◆ PROBLEM TO WORK ON
Pick out each line in the entries below that contains the word "window" and copy it. Treat uppercase and lowercase as different.

◆ PROVIDED ENTRIES
------------------------------------
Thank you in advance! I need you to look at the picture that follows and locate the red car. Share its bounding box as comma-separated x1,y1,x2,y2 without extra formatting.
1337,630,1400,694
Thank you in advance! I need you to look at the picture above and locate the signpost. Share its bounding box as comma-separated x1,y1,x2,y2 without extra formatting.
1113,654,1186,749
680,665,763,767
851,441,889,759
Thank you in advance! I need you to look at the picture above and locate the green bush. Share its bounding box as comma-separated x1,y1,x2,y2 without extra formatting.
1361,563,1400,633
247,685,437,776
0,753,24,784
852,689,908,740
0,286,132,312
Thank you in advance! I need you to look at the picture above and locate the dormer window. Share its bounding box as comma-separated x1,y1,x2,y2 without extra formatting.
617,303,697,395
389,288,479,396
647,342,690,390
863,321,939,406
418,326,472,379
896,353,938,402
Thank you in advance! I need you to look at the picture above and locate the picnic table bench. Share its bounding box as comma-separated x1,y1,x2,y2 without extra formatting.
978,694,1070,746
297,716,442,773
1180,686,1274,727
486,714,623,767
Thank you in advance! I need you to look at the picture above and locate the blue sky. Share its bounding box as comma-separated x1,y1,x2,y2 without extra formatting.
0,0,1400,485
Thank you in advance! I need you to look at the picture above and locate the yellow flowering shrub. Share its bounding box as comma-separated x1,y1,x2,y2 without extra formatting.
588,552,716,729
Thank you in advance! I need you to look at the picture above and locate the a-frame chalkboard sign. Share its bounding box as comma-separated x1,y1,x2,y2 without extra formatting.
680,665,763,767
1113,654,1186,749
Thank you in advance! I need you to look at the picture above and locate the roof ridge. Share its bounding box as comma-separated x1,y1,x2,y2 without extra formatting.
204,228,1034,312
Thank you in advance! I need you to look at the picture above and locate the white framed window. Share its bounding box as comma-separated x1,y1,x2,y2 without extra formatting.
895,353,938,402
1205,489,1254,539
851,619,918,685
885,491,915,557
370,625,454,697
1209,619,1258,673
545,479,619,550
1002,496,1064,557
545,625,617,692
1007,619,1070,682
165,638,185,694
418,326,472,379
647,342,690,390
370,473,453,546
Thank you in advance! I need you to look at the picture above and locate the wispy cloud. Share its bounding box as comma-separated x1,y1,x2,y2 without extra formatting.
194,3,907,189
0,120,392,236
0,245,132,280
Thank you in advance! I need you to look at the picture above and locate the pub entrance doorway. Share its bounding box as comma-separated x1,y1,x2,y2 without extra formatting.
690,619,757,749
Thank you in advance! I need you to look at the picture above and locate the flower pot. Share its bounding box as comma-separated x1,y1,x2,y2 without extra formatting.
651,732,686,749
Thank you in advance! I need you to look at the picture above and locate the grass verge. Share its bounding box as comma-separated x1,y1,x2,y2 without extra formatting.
------------------------------------
◆ RESULT OF THIS EXERCISE
Thank you in advance! I need you to look at the picture above and locate the dormer window. Share its bounding box as comma-separated x1,y1,x2,y2 without extra formatting.
Thank you in advance! I need you to look at the picture above and locate the white framed window. Share its bounding box as comma-separated x1,y1,x2,y2 without extra formatting.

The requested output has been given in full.